Entries supplied:

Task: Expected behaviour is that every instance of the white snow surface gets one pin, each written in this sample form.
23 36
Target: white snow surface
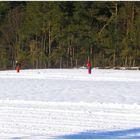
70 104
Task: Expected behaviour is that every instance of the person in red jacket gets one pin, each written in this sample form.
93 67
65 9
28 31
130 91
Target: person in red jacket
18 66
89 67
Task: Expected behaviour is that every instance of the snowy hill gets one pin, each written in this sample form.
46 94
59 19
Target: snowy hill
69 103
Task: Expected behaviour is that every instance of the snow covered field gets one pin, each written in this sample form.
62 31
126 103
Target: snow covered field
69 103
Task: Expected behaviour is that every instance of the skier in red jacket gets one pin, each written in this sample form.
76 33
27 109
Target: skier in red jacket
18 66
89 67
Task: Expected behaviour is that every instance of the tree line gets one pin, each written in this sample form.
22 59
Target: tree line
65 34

---

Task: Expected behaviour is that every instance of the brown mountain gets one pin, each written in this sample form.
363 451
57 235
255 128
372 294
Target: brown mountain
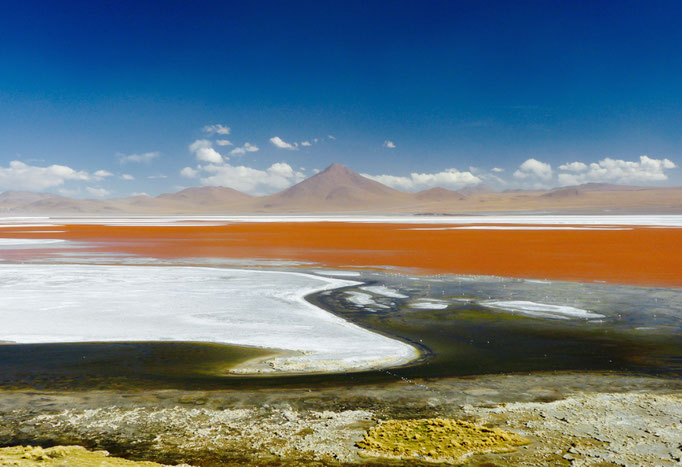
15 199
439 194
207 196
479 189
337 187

--

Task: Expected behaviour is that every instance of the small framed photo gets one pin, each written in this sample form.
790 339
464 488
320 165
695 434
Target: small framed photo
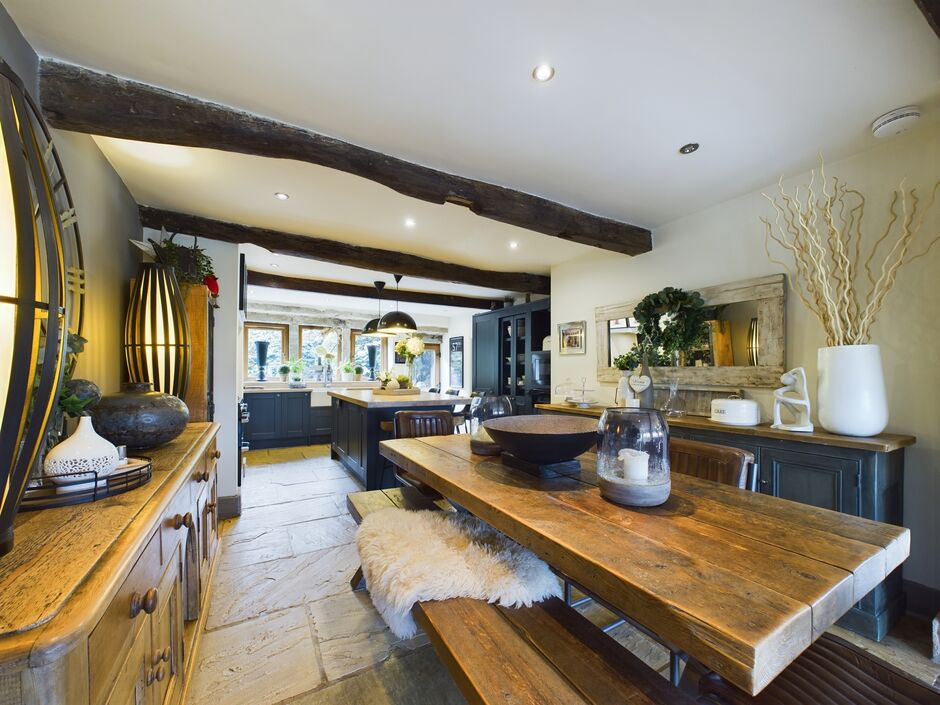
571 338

Required work: Only lines with the word "this" are needed. Copy them from the preceding records.

Expected answer:
Task: Expected behaviour is that every instance of the white snow surface gets one pin, each written in this sample form.
Task: Expected behaviour is that every instance of the person in red jacket gets one pin, each written in this sample form.
Task: Expected behaviour is that every instance of the snowy hill gets one pin, each written in this sample form.
Task: Expected behaviour is that every instance of the snow covered field gets one pin, each written in this sample form.
Task: Expected behaviour is that every instance of the skier in red jacket gets one pin, each written in this sample form.
Task: Expected behaviour is that every instance of the tree line gets one pin, each written in this sample form.
Task: Expected behaviour is that every instance of the brown mountain gets one pin, each written in this sample form.
Task: Expected behaviour is that every instance of the small framed photo gets one pin, each written in this sample form.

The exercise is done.